### EXERCISE DESCRIPTION
The answer is to be an exact copy of the lines below running from the line with "Annotation task — mark the front" down to the line with "Annotation task — mark the green vegetable", both ends included, and nothing more.

### SUPPLIED RECORDS
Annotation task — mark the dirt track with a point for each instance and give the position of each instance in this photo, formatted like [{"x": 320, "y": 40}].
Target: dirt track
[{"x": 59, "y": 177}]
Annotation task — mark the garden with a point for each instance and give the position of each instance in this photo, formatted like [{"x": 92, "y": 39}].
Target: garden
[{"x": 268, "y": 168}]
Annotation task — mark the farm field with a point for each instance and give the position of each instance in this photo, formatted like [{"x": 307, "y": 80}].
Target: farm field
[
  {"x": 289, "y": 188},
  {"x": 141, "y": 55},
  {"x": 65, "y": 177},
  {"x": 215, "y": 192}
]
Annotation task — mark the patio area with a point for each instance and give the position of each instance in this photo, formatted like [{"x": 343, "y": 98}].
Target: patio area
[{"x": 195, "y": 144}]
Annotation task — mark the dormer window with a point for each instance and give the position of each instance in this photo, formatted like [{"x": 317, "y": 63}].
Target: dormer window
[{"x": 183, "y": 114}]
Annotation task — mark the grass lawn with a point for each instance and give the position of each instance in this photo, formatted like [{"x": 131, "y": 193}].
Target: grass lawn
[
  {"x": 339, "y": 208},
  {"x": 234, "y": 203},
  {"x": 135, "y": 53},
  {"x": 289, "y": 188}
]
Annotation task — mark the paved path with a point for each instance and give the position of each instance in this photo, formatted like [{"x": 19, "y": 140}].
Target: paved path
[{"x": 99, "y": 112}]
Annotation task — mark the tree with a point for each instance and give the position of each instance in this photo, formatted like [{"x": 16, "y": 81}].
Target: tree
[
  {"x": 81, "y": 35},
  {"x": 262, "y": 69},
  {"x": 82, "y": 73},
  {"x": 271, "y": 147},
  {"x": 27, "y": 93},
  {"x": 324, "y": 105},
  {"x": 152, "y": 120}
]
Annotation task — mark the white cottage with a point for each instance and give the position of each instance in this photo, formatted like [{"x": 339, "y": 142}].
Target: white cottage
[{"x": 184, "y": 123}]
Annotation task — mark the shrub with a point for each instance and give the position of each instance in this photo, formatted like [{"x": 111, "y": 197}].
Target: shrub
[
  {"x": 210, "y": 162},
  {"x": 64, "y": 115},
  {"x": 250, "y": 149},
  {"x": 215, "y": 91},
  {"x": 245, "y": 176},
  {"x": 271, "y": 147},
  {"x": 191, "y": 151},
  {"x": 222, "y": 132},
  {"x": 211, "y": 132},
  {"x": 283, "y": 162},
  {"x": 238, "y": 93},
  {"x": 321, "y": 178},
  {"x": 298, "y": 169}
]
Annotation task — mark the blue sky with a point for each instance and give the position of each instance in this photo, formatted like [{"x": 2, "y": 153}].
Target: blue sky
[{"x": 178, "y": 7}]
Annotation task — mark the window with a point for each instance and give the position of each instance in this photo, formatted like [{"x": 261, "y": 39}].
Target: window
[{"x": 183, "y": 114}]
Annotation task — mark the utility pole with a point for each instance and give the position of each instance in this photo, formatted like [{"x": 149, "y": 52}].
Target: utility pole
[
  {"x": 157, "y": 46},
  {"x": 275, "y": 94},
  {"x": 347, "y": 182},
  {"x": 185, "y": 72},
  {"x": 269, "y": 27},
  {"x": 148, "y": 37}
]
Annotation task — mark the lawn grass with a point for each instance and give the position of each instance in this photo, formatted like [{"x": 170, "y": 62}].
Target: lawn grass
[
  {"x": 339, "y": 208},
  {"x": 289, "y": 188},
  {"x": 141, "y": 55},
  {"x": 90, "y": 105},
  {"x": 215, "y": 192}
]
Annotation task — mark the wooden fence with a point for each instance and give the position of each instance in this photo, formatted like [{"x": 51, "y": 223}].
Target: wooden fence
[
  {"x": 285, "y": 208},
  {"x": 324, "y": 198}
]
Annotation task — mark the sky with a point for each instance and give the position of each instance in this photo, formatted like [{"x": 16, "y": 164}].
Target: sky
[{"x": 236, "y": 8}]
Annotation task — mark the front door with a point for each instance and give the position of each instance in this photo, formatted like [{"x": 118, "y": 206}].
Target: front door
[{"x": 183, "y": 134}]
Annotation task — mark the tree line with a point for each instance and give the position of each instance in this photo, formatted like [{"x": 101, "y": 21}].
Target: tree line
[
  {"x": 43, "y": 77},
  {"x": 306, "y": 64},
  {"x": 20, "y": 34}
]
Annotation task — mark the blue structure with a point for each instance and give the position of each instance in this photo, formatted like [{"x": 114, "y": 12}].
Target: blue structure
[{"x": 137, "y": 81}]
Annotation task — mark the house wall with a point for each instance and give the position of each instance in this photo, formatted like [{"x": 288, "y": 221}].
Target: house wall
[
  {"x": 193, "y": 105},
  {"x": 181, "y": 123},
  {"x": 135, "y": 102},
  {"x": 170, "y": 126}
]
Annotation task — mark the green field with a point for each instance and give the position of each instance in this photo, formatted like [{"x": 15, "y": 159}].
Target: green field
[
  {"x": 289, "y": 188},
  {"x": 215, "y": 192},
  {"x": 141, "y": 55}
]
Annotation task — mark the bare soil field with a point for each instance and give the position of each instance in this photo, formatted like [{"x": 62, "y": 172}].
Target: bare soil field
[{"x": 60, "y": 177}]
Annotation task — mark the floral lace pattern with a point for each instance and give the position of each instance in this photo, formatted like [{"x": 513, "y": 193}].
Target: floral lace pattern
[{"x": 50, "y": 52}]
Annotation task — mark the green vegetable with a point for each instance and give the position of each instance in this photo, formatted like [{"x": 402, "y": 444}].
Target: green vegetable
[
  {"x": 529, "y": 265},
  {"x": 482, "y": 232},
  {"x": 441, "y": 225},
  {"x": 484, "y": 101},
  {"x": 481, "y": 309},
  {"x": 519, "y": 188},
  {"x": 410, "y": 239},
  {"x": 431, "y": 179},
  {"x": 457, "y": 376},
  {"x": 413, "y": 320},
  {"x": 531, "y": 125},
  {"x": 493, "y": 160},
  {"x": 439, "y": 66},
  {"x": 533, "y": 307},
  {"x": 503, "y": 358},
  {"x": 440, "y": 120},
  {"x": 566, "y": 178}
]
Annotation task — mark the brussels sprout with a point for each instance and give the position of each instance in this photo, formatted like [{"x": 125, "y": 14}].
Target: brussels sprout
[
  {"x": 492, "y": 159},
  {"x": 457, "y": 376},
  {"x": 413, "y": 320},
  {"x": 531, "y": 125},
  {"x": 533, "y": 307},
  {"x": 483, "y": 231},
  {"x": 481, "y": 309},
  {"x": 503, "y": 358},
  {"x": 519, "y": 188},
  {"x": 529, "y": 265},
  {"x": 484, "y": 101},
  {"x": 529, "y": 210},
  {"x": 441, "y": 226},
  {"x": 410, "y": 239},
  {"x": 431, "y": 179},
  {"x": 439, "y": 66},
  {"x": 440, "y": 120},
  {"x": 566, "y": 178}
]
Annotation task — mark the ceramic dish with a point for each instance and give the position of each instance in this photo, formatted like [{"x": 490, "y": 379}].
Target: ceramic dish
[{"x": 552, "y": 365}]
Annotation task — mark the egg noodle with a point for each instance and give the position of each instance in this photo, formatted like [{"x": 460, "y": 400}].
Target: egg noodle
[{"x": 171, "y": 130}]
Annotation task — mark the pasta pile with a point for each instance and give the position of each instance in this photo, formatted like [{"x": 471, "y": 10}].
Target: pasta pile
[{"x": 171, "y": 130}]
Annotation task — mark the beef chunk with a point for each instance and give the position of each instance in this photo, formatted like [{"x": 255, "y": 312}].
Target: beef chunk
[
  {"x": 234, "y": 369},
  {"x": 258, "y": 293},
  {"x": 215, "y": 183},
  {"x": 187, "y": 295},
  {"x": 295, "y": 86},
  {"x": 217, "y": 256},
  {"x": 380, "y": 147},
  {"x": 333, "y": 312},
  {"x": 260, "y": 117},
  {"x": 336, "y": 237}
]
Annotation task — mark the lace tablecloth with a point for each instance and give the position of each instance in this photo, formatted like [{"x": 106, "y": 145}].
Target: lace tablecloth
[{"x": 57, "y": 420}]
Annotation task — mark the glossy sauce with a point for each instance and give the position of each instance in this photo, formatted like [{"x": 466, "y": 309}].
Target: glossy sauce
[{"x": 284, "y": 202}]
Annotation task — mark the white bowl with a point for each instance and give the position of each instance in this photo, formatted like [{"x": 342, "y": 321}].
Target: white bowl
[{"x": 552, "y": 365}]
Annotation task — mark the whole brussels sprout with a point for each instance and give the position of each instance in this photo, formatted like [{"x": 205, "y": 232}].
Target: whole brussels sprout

### EXERCISE RESULT
Annotation task — mark the front door with a point for each instance and give the position of each instance in this photo, formatted like [{"x": 118, "y": 206}].
Target: front door
[{"x": 183, "y": 134}]
Annotation task — mark the tree line with a point for each instance and give the position of each instance in this photo, formatted like [{"x": 101, "y": 21}].
Target: tree line
[
  {"x": 43, "y": 77},
  {"x": 306, "y": 64},
  {"x": 20, "y": 34}
]
Annotation task — mark the blue structure with a point for each instance and give the position of each instance in this photo, formatted like [{"x": 114, "y": 12}].
Target: blue structure
[{"x": 137, "y": 81}]
Annotation task — mark the house wall with a point for each instance and give the position of each instance in this photo, formatted like [{"x": 288, "y": 221}].
Target: house wall
[
  {"x": 193, "y": 105},
  {"x": 181, "y": 123},
  {"x": 135, "y": 102},
  {"x": 170, "y": 126}
]
Annotation task — mark the green field with a point for each instance and give the position of each instance in this photo, formatted like [{"x": 15, "y": 159}].
Target: green field
[
  {"x": 289, "y": 188},
  {"x": 215, "y": 192},
  {"x": 141, "y": 55}
]
Annotation task — mark the bare soil field with a point for each instance and give the position of each instance in this photo, formatted like [{"x": 62, "y": 172}].
Target: bare soil field
[{"x": 60, "y": 177}]
Annotation task — mark the floral lace pattern with a point for each instance and give the position of each instance in this photo, formatted like [{"x": 513, "y": 193}].
Target: floral lace pattern
[{"x": 50, "y": 52}]
Annotation task — mark the green vegetable with a point for each instance and give the position of each instance in this photo, formatted like [{"x": 402, "y": 444}].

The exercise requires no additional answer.